-- start SUPPLIED TEXT --

The reason why the XSLT processor requires office:document and not office:document-content is that it expects to receive one single unzipped XML stream/file, where at least content.xml, meta.xml and styles.xml are being merged to one, often called the "flat XML file". Even embedded pictures of the ODF document are being merged into this XML file Base64 encoded.

Is this the best way to do it?

It was very tempting for a XSLT developer to have all sources in one input file, but now after gaining some experience I think the drawbacks weight more.

Most annoying to me the stream contains resources, which are not required by most transformations.

For instance, I never wrote a stylesheet, where the XSLT processor ever used the encoded images in the flat stream.

Images are being encoded to base64, size is being extended by 33%, processed by the XML parser, XSLT processor and then being neglected.
Seems like we are wasting resources here..

An optimized transformation would only choose the streams of the package, which are important to process.

A much better approach to me would be if the transformation would
process the manifest via XSLT and choose the desired streams among all possible streams. These package streams could be accessed via the XSLT document()function and a Office Handler resolving these calls.

-- end SUPPLIED TEXT --
-- start SOURCE EXCERPT --

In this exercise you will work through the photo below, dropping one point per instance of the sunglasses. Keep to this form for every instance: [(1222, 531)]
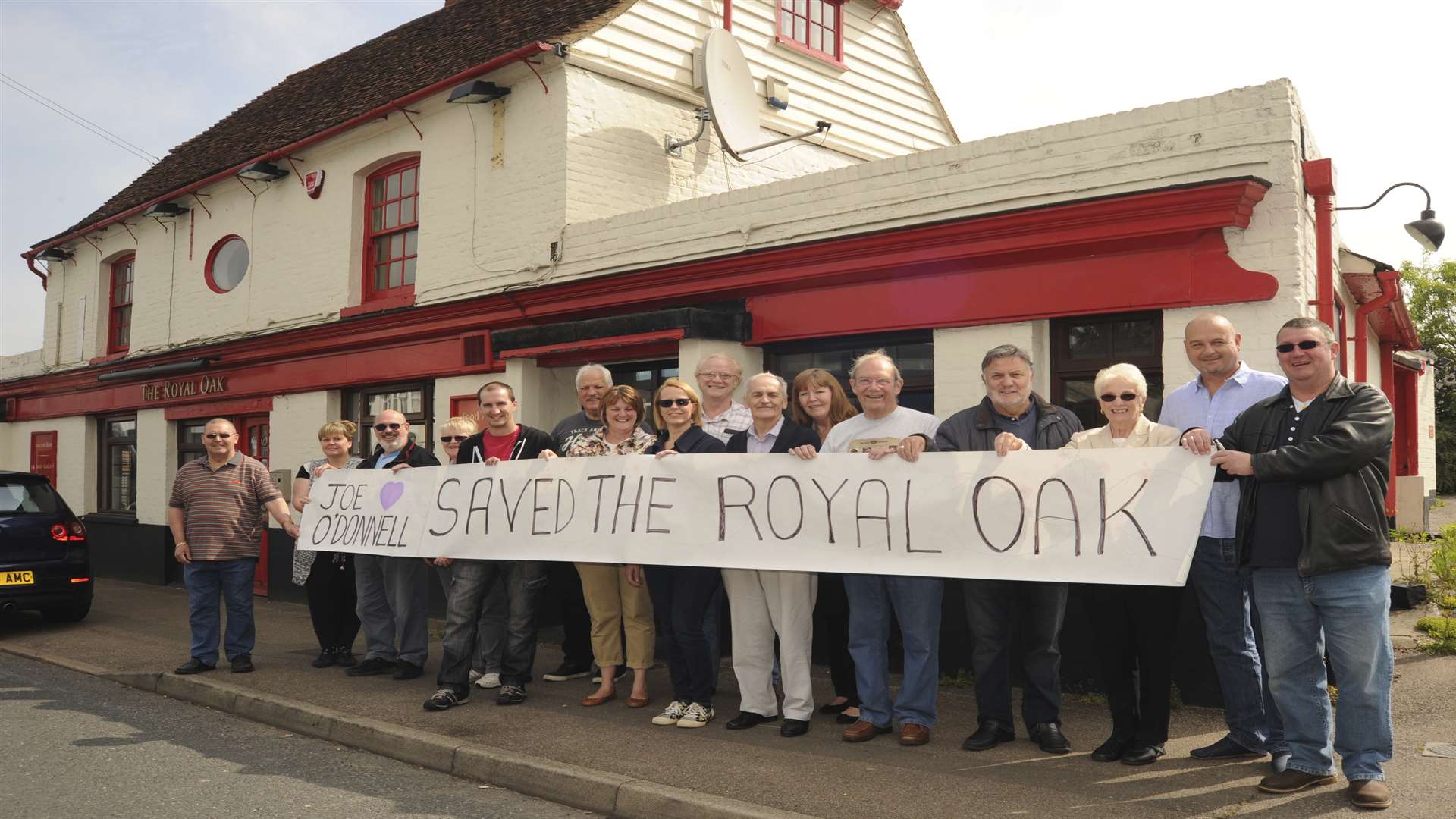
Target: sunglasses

-- end SOURCE EXCERPT --

- [TASK BRIEF] List every file that the passage on XSLT and ODF documents names as being merged into the single flat XML file.

- [COMPLETE ANSWER] content.xml, meta.xml, styles.xml